**SET TASK A:**
According to the comment below, how many classes are there in American society?

**TEXT BLOCK:**
##############################

You are brilliant. Thanks for the article.

Bill Perdue Bill Perdue | March 16, 2010 3:21 AM

Thanks for your comments Susan. I don't agree with all you have to say but these are the questions we have to solve to win.

In my opinion the way foward for our movement is not just a matter of organizing demonstrations, however massive.

Not is it finished when we connect the capitalist dots - enlistment in the genocidal oil wars, the Democrats, homohating, mysogony, immigrant bashing, an all pervasive racism, the Republican party and the role of the cults in tying it all together.

Both of those are important steps forward but we need a strategy because push is going to come to shove sooner than most people think.

Some propose a strategy of appeasing and enlisting the support of cult leaders without understanding that these parasites make a living organizing hatred and bigotry. Cuddling up them is a wildly self-defeating strategy.

Others insist on a legal and legislative strategy without taking into account that, with the exception of a few thousand civil liberties attorneys and anti-corporatist trial lawyers, most lawyers and most legislators are devoted employees of the looter class.

Lawyers make their money defending murderers from HMOs and other corporate polluters and plunderers. Like clerics they’re parasites without a shred of ethics.

There are two classes in American society.

People who work for a living without being parasites are the vast majority of the population. Their – our - standard of living is being deliberately and steadily eroded, with the proceeds of that erosion are going up the ladder. The rich are getting obscenely richer and working people are getting economical raped. (1)

##############################

**TASK MATERIAL:**

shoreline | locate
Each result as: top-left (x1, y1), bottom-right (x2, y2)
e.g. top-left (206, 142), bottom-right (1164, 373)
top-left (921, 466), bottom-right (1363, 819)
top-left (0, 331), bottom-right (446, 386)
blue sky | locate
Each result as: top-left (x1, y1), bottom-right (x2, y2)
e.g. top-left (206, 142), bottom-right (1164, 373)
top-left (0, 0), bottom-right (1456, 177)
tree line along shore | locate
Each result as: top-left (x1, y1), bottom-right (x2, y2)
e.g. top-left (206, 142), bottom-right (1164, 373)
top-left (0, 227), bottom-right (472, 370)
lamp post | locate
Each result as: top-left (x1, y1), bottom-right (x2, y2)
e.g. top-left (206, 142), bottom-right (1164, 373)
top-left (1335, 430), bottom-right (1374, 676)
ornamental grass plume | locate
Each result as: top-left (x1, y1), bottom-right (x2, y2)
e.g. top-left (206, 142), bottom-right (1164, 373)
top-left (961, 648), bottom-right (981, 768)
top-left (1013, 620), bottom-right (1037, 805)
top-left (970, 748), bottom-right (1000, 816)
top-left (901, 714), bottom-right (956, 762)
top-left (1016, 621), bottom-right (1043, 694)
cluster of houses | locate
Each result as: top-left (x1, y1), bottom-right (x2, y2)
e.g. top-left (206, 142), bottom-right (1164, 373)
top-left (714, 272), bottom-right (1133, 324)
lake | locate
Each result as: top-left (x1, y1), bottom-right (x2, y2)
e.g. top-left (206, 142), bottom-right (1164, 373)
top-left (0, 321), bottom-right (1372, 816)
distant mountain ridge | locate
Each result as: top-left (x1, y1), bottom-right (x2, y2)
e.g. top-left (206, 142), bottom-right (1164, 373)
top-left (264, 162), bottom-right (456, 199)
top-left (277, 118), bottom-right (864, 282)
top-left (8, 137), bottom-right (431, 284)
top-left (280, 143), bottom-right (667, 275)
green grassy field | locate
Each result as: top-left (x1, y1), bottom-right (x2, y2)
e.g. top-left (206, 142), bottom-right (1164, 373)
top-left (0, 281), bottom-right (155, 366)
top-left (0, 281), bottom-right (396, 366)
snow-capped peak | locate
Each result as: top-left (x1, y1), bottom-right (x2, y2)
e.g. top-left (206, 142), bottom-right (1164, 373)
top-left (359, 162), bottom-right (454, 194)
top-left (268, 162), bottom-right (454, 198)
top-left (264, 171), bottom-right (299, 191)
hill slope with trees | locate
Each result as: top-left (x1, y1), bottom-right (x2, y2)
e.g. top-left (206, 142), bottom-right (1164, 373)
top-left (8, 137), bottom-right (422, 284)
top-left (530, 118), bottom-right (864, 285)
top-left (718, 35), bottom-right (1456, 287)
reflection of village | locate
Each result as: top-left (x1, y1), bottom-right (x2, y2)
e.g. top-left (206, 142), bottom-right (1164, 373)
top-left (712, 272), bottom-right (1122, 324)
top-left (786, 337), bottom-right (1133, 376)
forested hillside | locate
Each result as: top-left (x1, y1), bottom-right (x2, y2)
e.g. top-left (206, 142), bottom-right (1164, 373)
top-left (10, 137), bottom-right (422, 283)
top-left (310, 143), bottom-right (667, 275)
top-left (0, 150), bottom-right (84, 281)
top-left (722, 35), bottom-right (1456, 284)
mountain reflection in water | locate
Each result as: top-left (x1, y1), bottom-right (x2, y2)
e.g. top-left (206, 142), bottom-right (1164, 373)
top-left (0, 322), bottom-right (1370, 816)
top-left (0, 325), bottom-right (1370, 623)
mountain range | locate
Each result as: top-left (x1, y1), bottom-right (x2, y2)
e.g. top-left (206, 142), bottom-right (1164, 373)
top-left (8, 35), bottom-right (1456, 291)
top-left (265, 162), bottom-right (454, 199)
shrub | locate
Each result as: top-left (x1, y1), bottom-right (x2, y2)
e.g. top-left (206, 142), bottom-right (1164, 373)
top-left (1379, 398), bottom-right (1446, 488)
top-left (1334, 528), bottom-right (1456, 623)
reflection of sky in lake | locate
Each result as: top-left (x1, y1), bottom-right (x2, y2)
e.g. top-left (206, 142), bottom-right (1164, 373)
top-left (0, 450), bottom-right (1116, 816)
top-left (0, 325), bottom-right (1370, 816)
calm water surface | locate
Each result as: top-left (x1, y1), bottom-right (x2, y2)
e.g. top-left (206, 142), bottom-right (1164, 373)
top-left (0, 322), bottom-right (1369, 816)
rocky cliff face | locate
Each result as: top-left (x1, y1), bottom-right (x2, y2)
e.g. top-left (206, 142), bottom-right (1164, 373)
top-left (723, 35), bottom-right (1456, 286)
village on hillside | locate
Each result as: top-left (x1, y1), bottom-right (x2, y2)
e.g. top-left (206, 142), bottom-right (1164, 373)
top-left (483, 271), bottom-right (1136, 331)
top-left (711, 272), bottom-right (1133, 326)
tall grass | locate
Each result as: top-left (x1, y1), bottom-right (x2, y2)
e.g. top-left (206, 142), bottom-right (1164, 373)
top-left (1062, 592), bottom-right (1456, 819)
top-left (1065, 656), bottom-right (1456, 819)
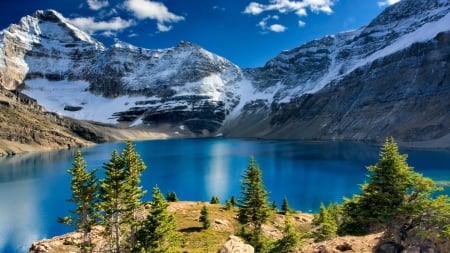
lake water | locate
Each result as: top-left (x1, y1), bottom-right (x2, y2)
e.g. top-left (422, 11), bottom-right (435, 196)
top-left (0, 139), bottom-right (450, 253)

##############################

**SET TASK B:**
Transcribe the entries exactly, starting at the line with "village on hillside | locate" and continuing through the last line of the entries, with both ends included. Leave the pictures out of your answer.

**CORRECT ANSWER A:**
Two.

**CORRECT ANSWER B:**
village on hillside | locate
Each result as: top-left (x1, y1), bottom-right (x2, y2)
e.g. top-left (206, 142), bottom-right (1164, 373)
top-left (483, 271), bottom-right (1136, 331)
top-left (711, 272), bottom-right (1133, 326)
tall grass | locate
Each result as: top-left (x1, y1), bottom-right (x2, y2)
e.g. top-left (206, 142), bottom-right (1164, 373)
top-left (1062, 592), bottom-right (1456, 819)
top-left (1065, 656), bottom-right (1456, 819)
lake water | locate
Each result as: top-left (x1, y1), bottom-right (x2, y2)
e.g. top-left (422, 11), bottom-right (435, 196)
top-left (0, 139), bottom-right (450, 253)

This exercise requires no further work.